● **SHORT PROBLEM**: Output every one of these lines again with no changes, and don't include the pictures in your answer.

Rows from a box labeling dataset
****

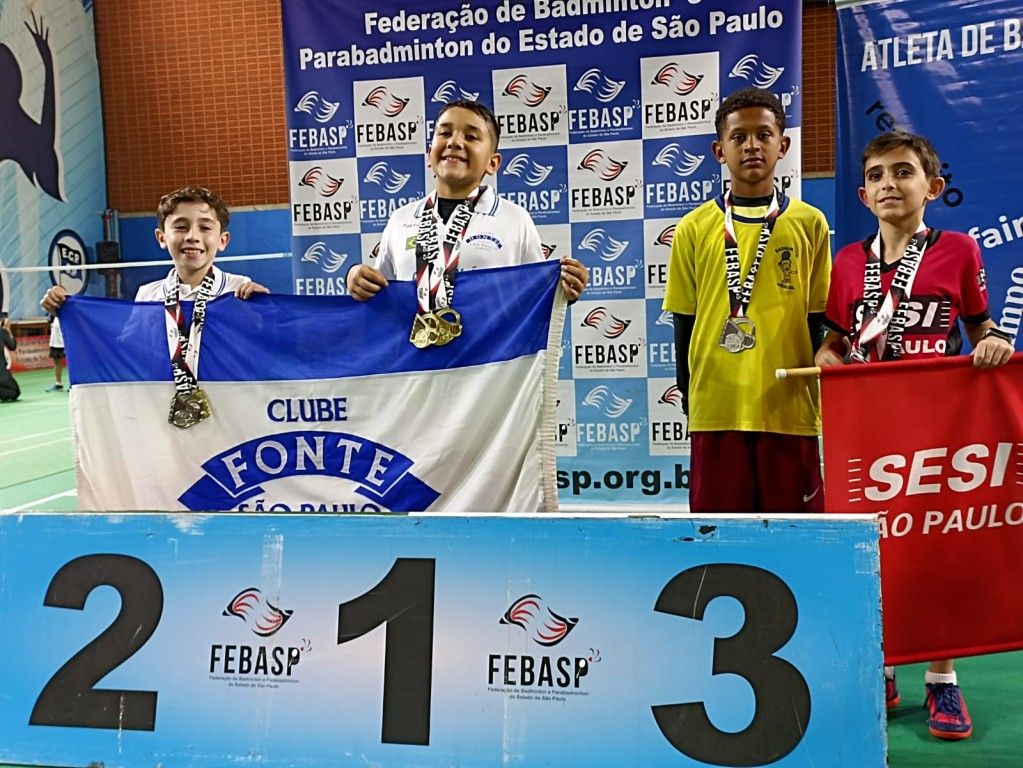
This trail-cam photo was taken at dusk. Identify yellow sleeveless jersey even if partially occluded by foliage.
[663,196,831,435]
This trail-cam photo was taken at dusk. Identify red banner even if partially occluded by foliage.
[820,354,1023,664]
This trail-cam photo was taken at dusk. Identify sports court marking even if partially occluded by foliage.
[0,489,78,514]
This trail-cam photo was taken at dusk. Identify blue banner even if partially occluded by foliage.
[0,513,885,768]
[0,0,106,320]
[282,0,802,503]
[835,0,1023,350]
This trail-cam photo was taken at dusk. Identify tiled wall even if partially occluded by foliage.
[93,0,287,213]
[802,5,835,176]
[93,0,835,214]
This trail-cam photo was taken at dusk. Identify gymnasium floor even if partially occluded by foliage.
[0,370,1023,768]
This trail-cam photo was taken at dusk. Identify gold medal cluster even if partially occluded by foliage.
[408,307,461,350]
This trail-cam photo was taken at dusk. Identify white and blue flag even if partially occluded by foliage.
[60,263,565,513]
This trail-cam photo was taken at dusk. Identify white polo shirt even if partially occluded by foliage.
[363,186,543,280]
[135,267,251,302]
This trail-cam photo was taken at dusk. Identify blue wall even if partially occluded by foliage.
[120,178,838,299]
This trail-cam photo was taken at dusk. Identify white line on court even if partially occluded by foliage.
[6,426,71,445]
[0,435,71,456]
[0,490,78,514]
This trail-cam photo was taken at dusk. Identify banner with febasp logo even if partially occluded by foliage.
[835,0,1023,349]
[0,513,885,768]
[60,263,565,512]
[820,355,1023,664]
[281,0,802,504]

****

● **WRITTEN RESPONSE**:
This trail-cam photo was taken at dusk. Identify yellow sleeveless jersey even if partially occluded by foliage.
[663,196,831,435]
This trail-cam photo was taken at dusk. Identify red banner even if partially occluded by foliage.
[820,354,1023,664]
This trail-cam photo was taken at dusk. Identify sports court marking even if partially occluded by foliage.
[0,489,78,514]
This trail-cam photo was taken at dusk. Identify blue banner even if partially occluded by foliage.
[0,513,885,768]
[0,0,106,320]
[282,0,802,503]
[835,0,1023,350]
This trail-cam photo was taken at dusk. Identify tiled wall even if partially occluded by foliage.
[93,0,287,213]
[802,5,835,176]
[93,0,835,214]
This trail-cam photo was taken at dusk. Identify gymnasium floor even if partially occluded by foliage.
[0,370,1023,768]
This trail-cam photo was taken at dusk. Identify gold medal cluster even if partially occluded by foliage.
[408,307,461,350]
This trail-cam photo was taken at dusk. Identify white and blue flag even if partially occluded by foliage.
[60,263,565,513]
This trail-cam photo was taken at dusk. Identify white polo shirt even if partially occluded by foliage.
[363,186,543,280]
[135,267,251,302]
This trail-cam photo was taken at dusk. Identify blue wall even if partially occluded by foliage.
[120,178,838,299]
This trail-cam photo was taken at dusk. Identify white line on court even if partially occluded by foliage.
[6,426,71,445]
[0,435,71,456]
[0,490,78,514]
This trail-cam photo was taken at dusk. Identify banner with febasp logo even if partially occluded by foliage.
[835,0,1023,349]
[0,513,885,768]
[60,263,565,512]
[820,355,1023,664]
[281,0,802,504]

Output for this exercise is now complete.